■ TEXT SEGMENT ■
We have had reports in the past from residents of Millie Place, which is in the same area, of skinks that fitted the description of rainbows, but this is the first positive ID.

Rainbow skinks are a highly invasive Australian self-import. They reproduce by laying eggs, unlike our indigenous skinks that give birth to live offspring. This enables the rainbows to reproduce much more rapidly.  There is no known means of eradicating them once they are established without also eradicating our indigenous species. The copper skink being our local one.

Wood pigeon sightings

 


There has been repeated sightings of kereru / wood pigeon in Mangaiti Gully in July, August, and September this year. These sighting were all in the northern arm of the gully in the vicinity of the Coleraine / St James over bridge and Sexton Road. This is the first time we have had persistent sights over a period of some months. This is very encouraging for the future. Many of you that live on Mangaiti Gully will remember that this was how tui started to populate the gully system not all that many years ago.

Book: Where Song Began by Tim Low

 

I purchased this book after reading an article in the winter edition of the Forest & Bird magazine, that related to tui. The book’s overall theme is that Australian birds are the origin, through evolution, of all the songbirds in the world. The earlier theory (1800s) was that songbirds evolved in Europe no doubt because they thought Europe was the centre of their early civilisation. However, DNA and LNA testing has exposed their folly. The book is in fact much wider than just songbirds. It delves into the origin of nectar feeders and parrots, both of which Australia has many. It investigated the relationship of birds’ unique habits with the equally unique Australian flora. Many trees and plants have adapted, in some cases to their detriment, to rely on their relationship with birds to reproduce either by fertilising their flowers or to distribute their seeds.

[Stored data entries]

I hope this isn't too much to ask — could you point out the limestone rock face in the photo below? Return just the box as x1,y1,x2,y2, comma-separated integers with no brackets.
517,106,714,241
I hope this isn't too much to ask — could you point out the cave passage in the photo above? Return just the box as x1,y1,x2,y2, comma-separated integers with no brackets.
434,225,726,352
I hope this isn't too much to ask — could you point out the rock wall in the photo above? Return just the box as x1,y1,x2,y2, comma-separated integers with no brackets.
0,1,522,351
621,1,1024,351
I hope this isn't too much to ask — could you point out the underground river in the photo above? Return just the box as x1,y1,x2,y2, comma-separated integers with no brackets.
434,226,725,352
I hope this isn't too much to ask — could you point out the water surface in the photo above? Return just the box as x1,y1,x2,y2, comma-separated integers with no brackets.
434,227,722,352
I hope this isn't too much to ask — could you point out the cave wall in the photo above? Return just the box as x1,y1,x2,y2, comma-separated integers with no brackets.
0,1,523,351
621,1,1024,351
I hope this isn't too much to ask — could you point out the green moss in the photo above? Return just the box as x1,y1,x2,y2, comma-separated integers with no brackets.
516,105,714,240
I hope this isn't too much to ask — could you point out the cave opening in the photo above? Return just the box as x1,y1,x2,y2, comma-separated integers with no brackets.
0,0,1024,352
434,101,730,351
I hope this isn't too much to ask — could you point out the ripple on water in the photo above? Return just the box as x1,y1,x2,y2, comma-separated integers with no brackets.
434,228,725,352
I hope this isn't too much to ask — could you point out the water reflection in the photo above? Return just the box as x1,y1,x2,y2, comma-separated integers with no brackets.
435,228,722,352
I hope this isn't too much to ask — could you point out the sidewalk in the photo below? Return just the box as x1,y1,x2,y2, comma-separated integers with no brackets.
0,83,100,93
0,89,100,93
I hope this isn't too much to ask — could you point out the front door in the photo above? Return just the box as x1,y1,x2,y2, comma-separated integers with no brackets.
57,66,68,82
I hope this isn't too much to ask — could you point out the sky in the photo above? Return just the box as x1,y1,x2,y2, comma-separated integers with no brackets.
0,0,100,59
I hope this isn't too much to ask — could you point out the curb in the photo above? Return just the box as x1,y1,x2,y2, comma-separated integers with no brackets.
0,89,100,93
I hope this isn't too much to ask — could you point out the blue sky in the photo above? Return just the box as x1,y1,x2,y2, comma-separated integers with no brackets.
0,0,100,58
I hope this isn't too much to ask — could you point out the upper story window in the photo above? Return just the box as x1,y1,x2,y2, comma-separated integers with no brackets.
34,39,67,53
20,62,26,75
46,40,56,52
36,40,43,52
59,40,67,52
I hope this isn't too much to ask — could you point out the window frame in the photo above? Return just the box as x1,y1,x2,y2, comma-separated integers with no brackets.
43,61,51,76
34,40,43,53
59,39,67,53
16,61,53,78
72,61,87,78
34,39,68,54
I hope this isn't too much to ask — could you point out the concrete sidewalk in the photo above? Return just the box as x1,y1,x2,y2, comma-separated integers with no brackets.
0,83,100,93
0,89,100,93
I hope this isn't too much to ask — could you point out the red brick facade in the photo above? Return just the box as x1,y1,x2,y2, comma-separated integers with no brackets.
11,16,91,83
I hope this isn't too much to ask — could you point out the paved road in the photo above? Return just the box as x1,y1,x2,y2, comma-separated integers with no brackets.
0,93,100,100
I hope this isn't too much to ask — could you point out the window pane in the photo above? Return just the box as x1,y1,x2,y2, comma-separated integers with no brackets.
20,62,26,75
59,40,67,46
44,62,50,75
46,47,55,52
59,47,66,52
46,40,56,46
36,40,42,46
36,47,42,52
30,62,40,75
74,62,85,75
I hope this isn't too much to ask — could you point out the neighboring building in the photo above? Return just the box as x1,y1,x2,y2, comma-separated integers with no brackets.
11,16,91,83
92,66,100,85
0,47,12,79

■ TASKS ■
1. Edit the wildlife text starting at "I purchased this" and ending at "distribute their seeds.", writing "songbird species" in place of "songbirds".
2. According to the wildlife text, where in Mangaiti Gully were the kereru / wood pigeon sightings made?
3. Extend the wildlife text, picking up after its final sentence.
The lines are separate material, unrelated to the wildlife text.

■ TASK RESPONSES ■
1.
I purchased this book after reading an article in the winter edition of the Forest & Bird magazine, that related to tui. The book’s overall theme is that Australian birds are the origin, through evolution, of all the songbird species in the world. The earlier theory (1800s) was that songbird species evolved in Europe no doubt because they thought Europe was the centre of their early civilisation. However, DNA and LNA testing has exposed their folly. The book is in fact much wider than just songbird species. It delves into the origin of nectar feeders and parrots, both of which Australia has many. It investigated the relationship of birds’ unique habits with the equally unique Australian flora. Many trees and plants have adapted, in some cases to their detriment, to rely on their relationship with birds to reproduce either by fertilising their flowers or to distribute their seeds.

2. In the northern arm of the gully, near the Coleraine / St James over bridge and Sexton Road.

3.
To sum up, a quote from the book,” Australia has the oldest songbird lineage as well as the wealth of form and behaviour that goes with tens of millions of years of slow and steady diversification. The evolutionary distance between a lyrebird and, say, a currawong, is larger than that between any two songbirds in Europe or the Americas.”

A you tube clip of a lyrebird calling by David Attenborough: https://www.youtube.com/watch?v=mSB71jNq-yQ

I found this a really fascinating book. The only thing I struggled with was that I had little knowledge of the Australian bird (Baudin’s black-cockatoo, mallee emu-wren) and flora names but google helped me out with this as I went along. A good informative read.

9780143572817 (paperback) Penguin Random House Australia, 2017

Reviewed by Rex Bushell

Dedication to rat eradication

 

We received this email from a gully neighbour: “Last week a neighbour of ours who lives in Huntington saw a rat run from the gully across his section and across the road. He chased it and eventually killed it with a good old 4 x 2, three properties down. I wish I had it on camera.”

We wish you had a camera too! The rat was possibly a little groggy from snacking on a bait block from down in the gully!